AIM OF THE TASK: Reproduce word for word the lines of the material below, from the line with "Input query: white flower" up to and including the line with "[29,246,45,262]".

RECORDS FOR THE EXERCISE:
════════

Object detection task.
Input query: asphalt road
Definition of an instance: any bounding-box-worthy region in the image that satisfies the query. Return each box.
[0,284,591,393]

════════

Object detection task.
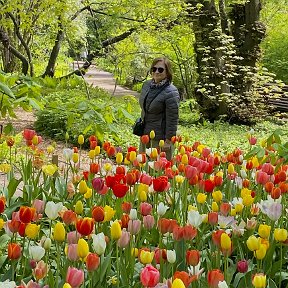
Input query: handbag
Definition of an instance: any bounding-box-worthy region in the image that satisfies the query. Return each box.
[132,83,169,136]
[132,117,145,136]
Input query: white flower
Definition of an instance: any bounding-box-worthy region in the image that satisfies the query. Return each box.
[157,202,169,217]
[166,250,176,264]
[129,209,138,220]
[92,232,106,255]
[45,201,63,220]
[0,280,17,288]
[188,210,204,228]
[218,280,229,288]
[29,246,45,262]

════════

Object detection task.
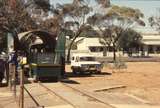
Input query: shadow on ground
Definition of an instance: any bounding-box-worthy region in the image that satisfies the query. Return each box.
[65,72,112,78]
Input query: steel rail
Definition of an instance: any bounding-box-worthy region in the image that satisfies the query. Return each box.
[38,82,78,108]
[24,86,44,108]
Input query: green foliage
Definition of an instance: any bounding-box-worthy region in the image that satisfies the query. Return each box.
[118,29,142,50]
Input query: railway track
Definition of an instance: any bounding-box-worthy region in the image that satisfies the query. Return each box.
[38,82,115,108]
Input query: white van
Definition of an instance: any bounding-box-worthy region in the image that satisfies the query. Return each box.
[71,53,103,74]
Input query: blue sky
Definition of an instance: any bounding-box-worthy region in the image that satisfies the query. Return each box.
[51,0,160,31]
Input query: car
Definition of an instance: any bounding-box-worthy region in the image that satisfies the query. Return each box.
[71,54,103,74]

════════

COMPLETE ANSWER:
Input query: white flower
Definition of an instance: any bounding-box-worthy region in the image that satisfies the query. Return each box.
[157,202,169,217]
[166,250,176,264]
[129,209,138,220]
[92,232,106,255]
[45,201,63,220]
[0,280,17,288]
[188,210,204,228]
[218,280,229,288]
[29,246,45,262]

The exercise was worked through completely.